■ **TASK DIRECTIONS**
In the numbered list about ministers and churches, what have many denominations favored after pushing theology aside?

■ **TEXT SEGMENT**
1.  Ministers have reacted to the Sexual Revolution incautiously.




2.  Congregations will not let ministers explore new post-Christian theologies, maybe out of fear, and insist on old-fashioned apologetics — and yet are bored with them and can’t reconcile them with the far more exciting scientific breakthroughs or even pluralistic accommodations to comparative religions.

3.  Many denominations (esp in the mainstream) have pushed theology aside in favor of social activism and counseling.  Both require rather different educations than Div School.

4.  Many church contexts are over-influenced by corporation models, esp. those concerned with self-preservation through money.

5.  Levelers have brought down the kind of prestige and respect ministers once had and instead gone to “you are our servant who must be obedient to US.”  I had that said to me explicitly in those words and I was in a liberal denomination, though it’s a right wing attitude.


6.  Other vocations use roughly the same skills once the theology is removed.  They pay much better.

7.  Going to visit people in their homes or in the hospital is now unwelcome.

8.  Only the big churches can employ married couples, both ordained.

There are probably more forces than that at work.  The most relevant one for me was simple:  I wanted to come home to the Blackfeet Reservation and not move all the time.  (I am not tribal but I am aging.)  Some denominations assign their ministers, mine went through a long and arduous hiring process.

■ **INPUT DATA**

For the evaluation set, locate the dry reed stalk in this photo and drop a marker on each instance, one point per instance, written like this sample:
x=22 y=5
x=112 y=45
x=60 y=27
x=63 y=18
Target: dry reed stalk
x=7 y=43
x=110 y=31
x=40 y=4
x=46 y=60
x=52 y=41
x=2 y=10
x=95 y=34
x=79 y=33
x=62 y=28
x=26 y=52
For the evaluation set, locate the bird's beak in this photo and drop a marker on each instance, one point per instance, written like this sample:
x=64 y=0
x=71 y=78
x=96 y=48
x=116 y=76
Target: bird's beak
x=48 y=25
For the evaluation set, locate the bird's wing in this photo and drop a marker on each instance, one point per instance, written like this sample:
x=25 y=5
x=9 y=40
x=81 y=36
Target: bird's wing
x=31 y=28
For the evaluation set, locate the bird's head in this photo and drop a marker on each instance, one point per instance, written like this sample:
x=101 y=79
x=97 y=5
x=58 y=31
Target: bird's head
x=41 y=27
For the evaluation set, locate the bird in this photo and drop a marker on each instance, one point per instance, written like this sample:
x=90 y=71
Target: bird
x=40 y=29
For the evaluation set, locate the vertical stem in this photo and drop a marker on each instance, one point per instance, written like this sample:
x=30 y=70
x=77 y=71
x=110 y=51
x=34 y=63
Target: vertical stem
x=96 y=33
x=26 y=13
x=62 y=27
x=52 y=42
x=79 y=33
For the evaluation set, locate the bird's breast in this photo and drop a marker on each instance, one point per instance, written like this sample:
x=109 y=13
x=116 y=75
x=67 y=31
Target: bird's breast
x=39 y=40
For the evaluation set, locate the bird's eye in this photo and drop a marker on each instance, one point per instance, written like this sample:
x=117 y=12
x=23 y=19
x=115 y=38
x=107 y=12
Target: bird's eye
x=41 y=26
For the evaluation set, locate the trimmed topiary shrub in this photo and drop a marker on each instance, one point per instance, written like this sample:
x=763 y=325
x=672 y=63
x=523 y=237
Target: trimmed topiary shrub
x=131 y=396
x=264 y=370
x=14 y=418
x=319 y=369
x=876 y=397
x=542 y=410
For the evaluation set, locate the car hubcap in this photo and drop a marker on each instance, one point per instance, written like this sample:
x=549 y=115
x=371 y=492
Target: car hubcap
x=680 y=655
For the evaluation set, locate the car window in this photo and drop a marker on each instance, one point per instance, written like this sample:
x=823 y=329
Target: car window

■ **RESPONSE TO THIS TASK**
Social activism and counseling.